*TASK PROMPT*
Convert the lines below into a JSON list of strings, one string per line, skipping blank lines and omitting the pictures.

*TASK INPUTS*
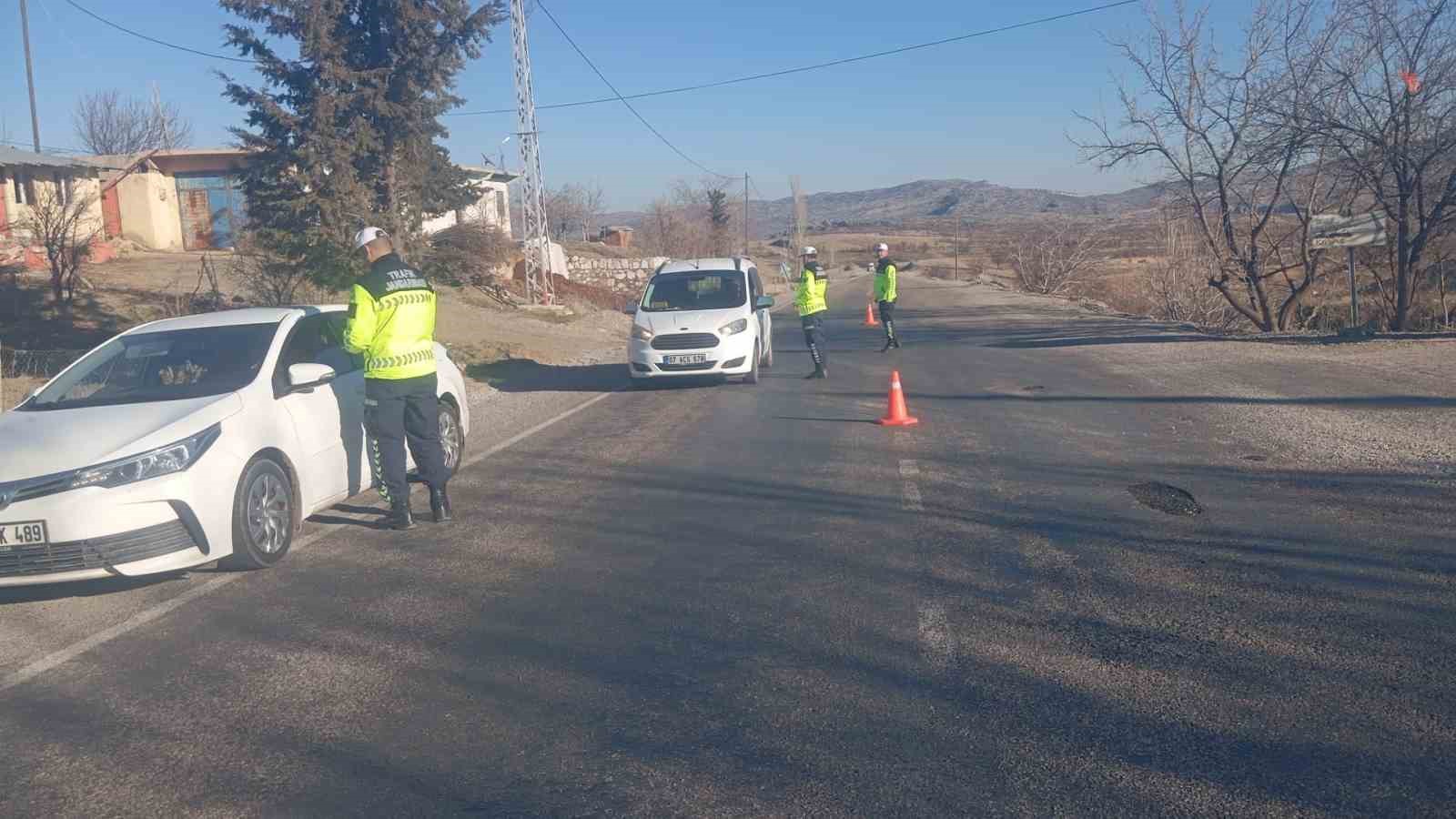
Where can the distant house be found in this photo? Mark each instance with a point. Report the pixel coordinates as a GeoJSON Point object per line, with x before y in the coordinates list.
{"type": "Point", "coordinates": [492, 207]}
{"type": "Point", "coordinates": [31, 178]}
{"type": "Point", "coordinates": [178, 200]}
{"type": "Point", "coordinates": [193, 198]}
{"type": "Point", "coordinates": [28, 178]}
{"type": "Point", "coordinates": [616, 237]}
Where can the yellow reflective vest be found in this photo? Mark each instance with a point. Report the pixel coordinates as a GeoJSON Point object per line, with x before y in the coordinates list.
{"type": "Point", "coordinates": [813, 293]}
{"type": "Point", "coordinates": [392, 321]}
{"type": "Point", "coordinates": [885, 281]}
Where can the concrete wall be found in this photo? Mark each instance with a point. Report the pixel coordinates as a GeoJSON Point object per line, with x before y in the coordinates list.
{"type": "Point", "coordinates": [626, 278]}
{"type": "Point", "coordinates": [149, 210]}
{"type": "Point", "coordinates": [84, 186]}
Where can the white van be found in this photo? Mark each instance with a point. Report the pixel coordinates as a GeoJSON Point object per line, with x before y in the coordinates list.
{"type": "Point", "coordinates": [703, 318]}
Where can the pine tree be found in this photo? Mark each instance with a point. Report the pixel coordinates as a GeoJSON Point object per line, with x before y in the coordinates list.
{"type": "Point", "coordinates": [346, 135]}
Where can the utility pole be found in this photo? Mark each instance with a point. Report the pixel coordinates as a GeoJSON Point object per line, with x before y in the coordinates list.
{"type": "Point", "coordinates": [746, 215]}
{"type": "Point", "coordinates": [538, 245]}
{"type": "Point", "coordinates": [29, 76]}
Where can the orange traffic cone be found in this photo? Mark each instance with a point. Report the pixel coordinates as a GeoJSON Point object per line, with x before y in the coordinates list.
{"type": "Point", "coordinates": [899, 416]}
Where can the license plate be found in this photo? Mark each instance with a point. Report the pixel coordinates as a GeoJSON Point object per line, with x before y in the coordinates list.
{"type": "Point", "coordinates": [24, 533]}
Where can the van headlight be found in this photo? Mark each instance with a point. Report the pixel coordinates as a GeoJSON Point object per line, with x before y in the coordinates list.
{"type": "Point", "coordinates": [162, 460]}
{"type": "Point", "coordinates": [734, 329]}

*SOLUTION TO THE PROBLEM*
[
  "Where can the distant house be found in this photo? Mark each instance with a point. Report the pixel coordinates as a GeoJSON Point object per line, with x before y in the coordinates list.",
  "{\"type\": \"Point\", \"coordinates\": [492, 207]}",
  "{\"type\": \"Point\", \"coordinates\": [31, 178]}",
  "{\"type\": \"Point\", \"coordinates\": [178, 200]}",
  "{\"type\": \"Point\", \"coordinates\": [193, 198]}",
  "{\"type\": \"Point\", \"coordinates\": [28, 178]}",
  "{\"type\": \"Point\", \"coordinates\": [616, 237]}",
  "Where can the yellow reflective vest be found in this photo? Mark each instance with a point. Report the pixel coordinates as a GeoJSON Point object per line, with x before y in the coordinates list.",
  "{\"type\": \"Point\", \"coordinates\": [813, 293]}",
  "{\"type\": \"Point\", \"coordinates\": [392, 321]}",
  "{\"type\": \"Point\", \"coordinates\": [885, 281]}",
  "Where can the concrete wall be found in this photo? Mark each instance with a point. Report the pixel coordinates as a GeoJSON Point object per line, with x before y in the coordinates list.",
  "{\"type\": \"Point\", \"coordinates\": [626, 278]}",
  "{\"type\": \"Point\", \"coordinates\": [149, 210]}",
  "{\"type\": \"Point\", \"coordinates\": [84, 186]}",
  "Where can the white van be found in this photo? Mark each instance with a point. Report the pixel coordinates as a GeoJSON Point object per line, with x before y in the coordinates list.",
  "{\"type\": \"Point\", \"coordinates\": [703, 318]}",
  "Where can the pine tree be found in this photo? Mark each instance with a point. Report the pixel coordinates as a GeoJSON Point object per line, with x before y in the coordinates list.",
  "{\"type\": \"Point\", \"coordinates\": [346, 135]}",
  "Where can the utility pole be found in this photo? Mark each instance with a point. Report the pixel coordinates as a GeoJSON Point object per line, with x before y in the coordinates list.",
  "{\"type\": \"Point\", \"coordinates\": [746, 215]}",
  "{\"type\": \"Point\", \"coordinates\": [538, 245]}",
  "{\"type\": \"Point\", \"coordinates\": [29, 76]}",
  "Where can the orange traffic cone be found in this photo? Mark each instance with a point. Report the pixel coordinates as a GeoJSON Point object per line, with x before y in the coordinates list.",
  "{\"type\": \"Point\", \"coordinates\": [899, 416]}",
  "Where can the license plate be found in this photo? Mark each instance with a point. Report the pixel coordinates as a GeoJSON Point object per line, with x before y in the coordinates list.",
  "{\"type\": \"Point\", \"coordinates\": [24, 533]}",
  "Where can the van headlight be found in this photo? Mark each instance with a point. Report the pixel coordinates as a GeoJSON Point object per line, with x before y in the coordinates list.",
  "{\"type\": \"Point\", \"coordinates\": [162, 460]}",
  "{\"type\": \"Point\", \"coordinates\": [734, 329]}"
]